§ **Source data**
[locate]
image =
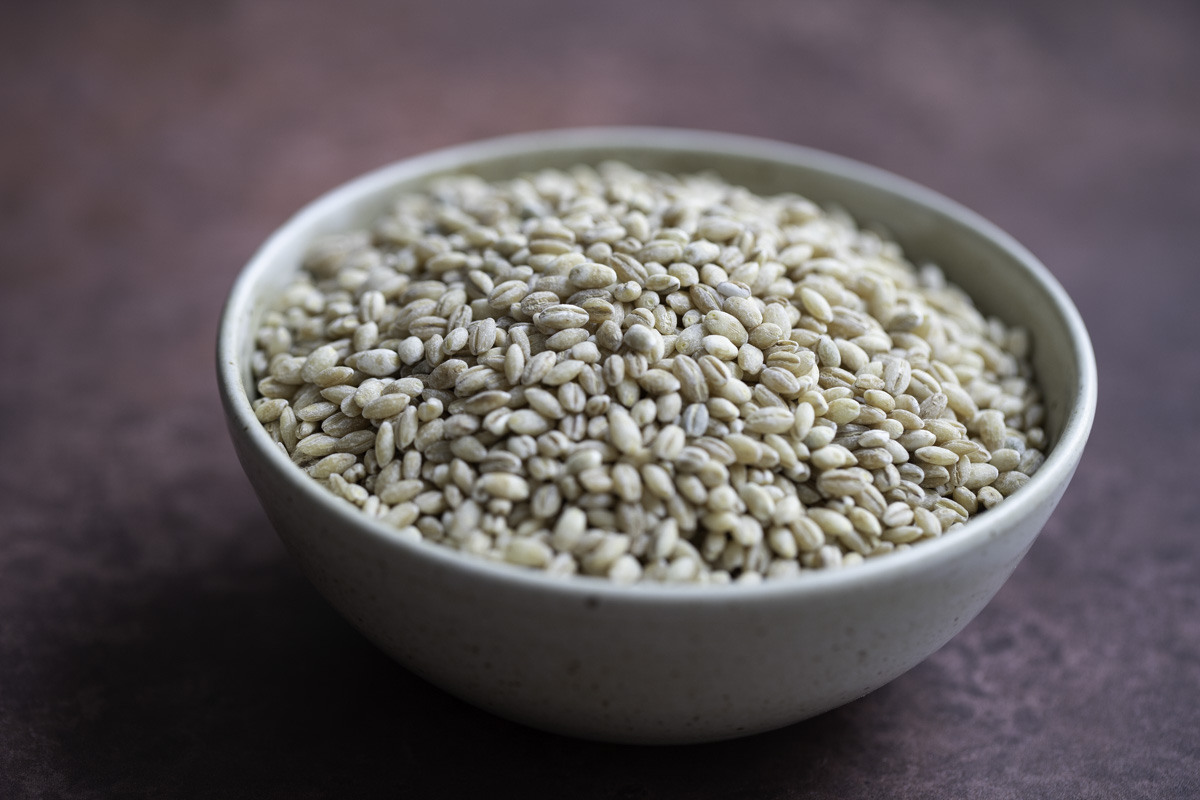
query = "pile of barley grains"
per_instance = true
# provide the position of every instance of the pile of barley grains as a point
(645, 377)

§ **Instructions for the task**
Only the text of the listing should be returned, exactly and in full; no image goes into the copy.

§ **Answer to the problem**
[locate]
image =
query = "pile of barley grains"
per_instance = true
# provide the position of every instance of the pile of barley grains as a point
(645, 377)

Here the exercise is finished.